--- Work required ---
An exact copy of every entry is the required answer.

--- The data ---
· · ·
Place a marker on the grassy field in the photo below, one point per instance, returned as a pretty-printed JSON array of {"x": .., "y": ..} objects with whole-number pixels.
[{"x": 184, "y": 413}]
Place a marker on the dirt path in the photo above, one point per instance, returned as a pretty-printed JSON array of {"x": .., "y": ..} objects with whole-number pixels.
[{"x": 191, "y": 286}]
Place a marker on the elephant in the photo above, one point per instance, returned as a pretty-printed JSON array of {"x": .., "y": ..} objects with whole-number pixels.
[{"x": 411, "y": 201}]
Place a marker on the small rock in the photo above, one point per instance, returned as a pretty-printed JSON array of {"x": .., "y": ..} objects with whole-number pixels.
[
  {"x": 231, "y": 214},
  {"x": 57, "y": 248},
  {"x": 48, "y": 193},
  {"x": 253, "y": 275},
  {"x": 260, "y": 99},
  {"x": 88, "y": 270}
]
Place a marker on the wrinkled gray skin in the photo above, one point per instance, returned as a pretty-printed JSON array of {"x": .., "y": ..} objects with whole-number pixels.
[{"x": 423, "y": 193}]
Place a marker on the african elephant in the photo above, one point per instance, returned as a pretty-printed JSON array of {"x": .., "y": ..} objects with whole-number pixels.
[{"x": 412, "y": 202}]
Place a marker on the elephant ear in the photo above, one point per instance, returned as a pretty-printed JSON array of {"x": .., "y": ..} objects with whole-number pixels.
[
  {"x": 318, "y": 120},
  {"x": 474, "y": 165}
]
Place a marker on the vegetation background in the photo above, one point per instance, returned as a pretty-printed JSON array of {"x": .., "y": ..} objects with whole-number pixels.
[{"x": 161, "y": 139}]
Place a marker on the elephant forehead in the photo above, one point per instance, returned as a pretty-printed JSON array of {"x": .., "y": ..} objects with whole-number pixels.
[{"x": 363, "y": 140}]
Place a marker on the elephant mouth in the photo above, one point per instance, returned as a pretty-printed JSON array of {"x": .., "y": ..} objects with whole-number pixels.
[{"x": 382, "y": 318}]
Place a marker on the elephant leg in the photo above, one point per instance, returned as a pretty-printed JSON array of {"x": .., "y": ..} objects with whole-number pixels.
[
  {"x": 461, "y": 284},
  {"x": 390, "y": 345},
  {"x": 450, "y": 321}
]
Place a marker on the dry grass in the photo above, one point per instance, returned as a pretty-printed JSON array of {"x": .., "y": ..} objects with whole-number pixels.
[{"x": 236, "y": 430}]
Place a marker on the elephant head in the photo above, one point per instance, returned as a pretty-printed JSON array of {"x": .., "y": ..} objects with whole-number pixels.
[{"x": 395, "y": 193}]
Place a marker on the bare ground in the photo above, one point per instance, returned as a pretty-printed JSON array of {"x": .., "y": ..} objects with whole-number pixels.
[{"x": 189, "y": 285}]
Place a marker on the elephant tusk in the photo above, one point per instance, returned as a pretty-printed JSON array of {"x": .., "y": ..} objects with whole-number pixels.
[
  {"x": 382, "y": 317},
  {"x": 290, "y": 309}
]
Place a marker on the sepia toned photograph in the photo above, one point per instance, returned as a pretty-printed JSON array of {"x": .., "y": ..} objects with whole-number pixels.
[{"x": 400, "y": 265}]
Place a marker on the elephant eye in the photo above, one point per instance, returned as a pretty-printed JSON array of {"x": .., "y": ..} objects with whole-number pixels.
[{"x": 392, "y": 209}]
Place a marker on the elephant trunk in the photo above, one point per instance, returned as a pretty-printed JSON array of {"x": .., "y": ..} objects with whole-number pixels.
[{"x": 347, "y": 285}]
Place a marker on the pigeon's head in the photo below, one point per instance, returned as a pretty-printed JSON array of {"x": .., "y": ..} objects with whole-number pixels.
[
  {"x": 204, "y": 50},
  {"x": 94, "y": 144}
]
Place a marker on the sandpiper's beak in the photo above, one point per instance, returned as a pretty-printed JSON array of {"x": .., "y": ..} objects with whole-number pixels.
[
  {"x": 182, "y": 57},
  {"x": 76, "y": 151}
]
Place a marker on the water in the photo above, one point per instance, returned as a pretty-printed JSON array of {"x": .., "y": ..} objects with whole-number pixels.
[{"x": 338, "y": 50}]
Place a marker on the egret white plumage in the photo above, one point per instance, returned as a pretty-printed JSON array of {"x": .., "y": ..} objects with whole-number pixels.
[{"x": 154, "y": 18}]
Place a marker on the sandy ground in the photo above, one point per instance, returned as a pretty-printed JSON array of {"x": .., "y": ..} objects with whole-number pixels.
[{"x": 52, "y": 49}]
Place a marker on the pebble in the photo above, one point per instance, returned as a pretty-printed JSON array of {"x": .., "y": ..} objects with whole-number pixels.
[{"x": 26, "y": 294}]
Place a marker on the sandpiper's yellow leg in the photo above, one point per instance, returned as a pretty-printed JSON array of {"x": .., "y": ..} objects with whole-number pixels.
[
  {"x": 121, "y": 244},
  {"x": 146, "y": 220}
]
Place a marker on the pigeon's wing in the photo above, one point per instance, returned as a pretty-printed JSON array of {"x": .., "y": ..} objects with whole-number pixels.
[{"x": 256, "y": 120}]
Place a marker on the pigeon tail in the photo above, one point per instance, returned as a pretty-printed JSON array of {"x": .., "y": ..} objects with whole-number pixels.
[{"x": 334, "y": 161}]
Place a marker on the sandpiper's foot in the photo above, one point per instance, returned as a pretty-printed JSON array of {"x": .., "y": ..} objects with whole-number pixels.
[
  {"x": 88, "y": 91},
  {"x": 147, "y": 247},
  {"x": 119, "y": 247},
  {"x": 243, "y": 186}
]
· · ·
--- Completed task ---
Place a marker on the grassy field in the photo below, one point per instance, returned as a pretty-printed JSON array of {"x": .., "y": ..} objects with whole-number pixels.
[{"x": 184, "y": 413}]
Place a marker on the dirt path in the photo above, one point per instance, returned as a pretty-printed JSON array of {"x": .., "y": ..} objects with whole-number pixels.
[{"x": 191, "y": 286}]
Place a marker on the elephant in the photo above, one point per instance, returned as a pretty-printed JSON array of {"x": .., "y": ..} objects with whole-number pixels.
[{"x": 411, "y": 201}]
Place a marker on the small rock in the photo above, one point per instance, returned as a pretty-printed JSON array of {"x": .., "y": ..} objects with whole-number pixels.
[
  {"x": 231, "y": 214},
  {"x": 57, "y": 248},
  {"x": 48, "y": 193},
  {"x": 253, "y": 275},
  {"x": 260, "y": 99},
  {"x": 88, "y": 270}
]
Place a marker on the wrinkled gray skin in the photo above, one point per instance, returned as a pretty-printed JSON array of {"x": .., "y": ..} objects with whole-number pixels.
[{"x": 423, "y": 193}]
Place a marker on the african elephant in the photo above, one point per instance, returned as a pretty-printed JSON array of {"x": .., "y": ..} objects with whole-number pixels.
[{"x": 412, "y": 202}]
Place a marker on the elephant ear in the photo above, one point per instance, returned as a pretty-printed JSON array of {"x": .., "y": ..} objects with whole-number pixels.
[
  {"x": 318, "y": 120},
  {"x": 474, "y": 165}
]
Place a marker on the vegetation background in the photo above, one point per instance, returned as a pretty-printed JSON array of {"x": .., "y": ..} objects with whole-number pixels.
[{"x": 161, "y": 139}]
Place a marker on the elephant forehead in the photo above, one point per instance, returned as a pretty-printed JSON array of {"x": .., "y": ..} objects with whole-number pixels.
[{"x": 363, "y": 140}]
Place a marker on the elephant mouth in the photo above, one point per instance, returned as a pretty-printed JSON array of {"x": .., "y": ..} objects with whole-number pixels.
[{"x": 382, "y": 318}]
Place a marker on the elephant leg in the photo above, one point per instance, returned as a pretty-printed JSON array of {"x": .., "y": ..} objects with whole-number pixels.
[
  {"x": 461, "y": 284},
  {"x": 390, "y": 345},
  {"x": 450, "y": 321}
]
Place a marker on the dry grass in the photo above, one point per instance, returned as a pretty-printed JSON array of {"x": .., "y": ..} objects with whole-number pixels.
[{"x": 236, "y": 430}]
Place a marker on the elephant head in the photo above, one point per instance, returned as a pretty-printed JSON array of {"x": .., "y": ..} objects with whole-number pixels.
[{"x": 395, "y": 193}]
Place a marker on the bare ground in the photo above, one point per instance, returned as a pretty-printed JSON array of {"x": .., "y": ..} objects with whole-number pixels.
[{"x": 189, "y": 285}]
Place a marker on the elephant tusk in the photo above, one point per instance, returned as a pretty-printed JSON array of {"x": .., "y": ..} objects with whole-number pixels.
[
  {"x": 382, "y": 317},
  {"x": 290, "y": 309}
]
Place a marker on the sepia toned photograph in the photo above, one point per instance, returned as a pretty-printed JSON array of {"x": .., "y": ..} objects with whole-number pixels.
[{"x": 400, "y": 265}]
Place a marker on the elephant eye in the photo above, one point per instance, returned as a pretty-printed JSON array of {"x": .., "y": ..} objects with whole-number pixels.
[{"x": 392, "y": 209}]
Place a marker on the elephant trunk in the photo above, one point per instance, returned as a pretty-printed JSON array of {"x": .., "y": ..} objects with whole-number pixels.
[{"x": 347, "y": 285}]
Place a marker on the pigeon's head in the photo below, one point per instance, returned as a pretty-printed JSON array of {"x": .., "y": ..} objects with whole-number pixels.
[
  {"x": 204, "y": 50},
  {"x": 94, "y": 144}
]
Place a marker on the sandpiper's beak in the photo above, one point per instance, returned as a pretty-printed JSON array of {"x": .., "y": ..} objects with whole-number pixels.
[
  {"x": 182, "y": 57},
  {"x": 76, "y": 151}
]
Place a marker on the water in the photo above, one point per instance, returned as a pretty-printed JSON array of {"x": .., "y": ..} objects with whole-number pixels.
[{"x": 338, "y": 50}]
Place a marker on the egret white plumage in the photo above, one point per instance, returned as a pretty-printed JSON array of {"x": .., "y": ..} objects with whole-number pixels.
[{"x": 154, "y": 18}]
Place a marker on the sandy ground in the photo above, one point per instance, returned as a pretty-printed JSON array of {"x": .., "y": ..} objects with whole-number pixels.
[{"x": 52, "y": 49}]
Place a marker on the pebble in the photo above, one point per instance, returned as a pretty-printed JSON array of {"x": .., "y": ..} objects with whole-number pixels.
[{"x": 26, "y": 294}]
Place a marker on the sandpiper's yellow leg in the photo above, one point per instance, returned as a pretty-printed JSON array of {"x": .., "y": ..} objects with whole-number pixels.
[
  {"x": 121, "y": 244},
  {"x": 146, "y": 220}
]
Place a marker on the pigeon's wing in the photo above, one point per instance, returned as a pretty-printed JSON array of {"x": .., "y": ..} objects with whole-number pixels.
[{"x": 256, "y": 120}]
Place a marker on the pigeon tail in the photo above, one point per instance, returned as a pretty-printed JSON array of {"x": .., "y": ..} objects with whole-number pixels.
[{"x": 334, "y": 161}]
Place a marker on the sandpiper's foot in the photo above, one point per instance, returned as a pretty-printed JSON array of {"x": .., "y": ..} objects with whole-number pixels.
[
  {"x": 88, "y": 91},
  {"x": 147, "y": 247},
  {"x": 119, "y": 247},
  {"x": 243, "y": 186}
]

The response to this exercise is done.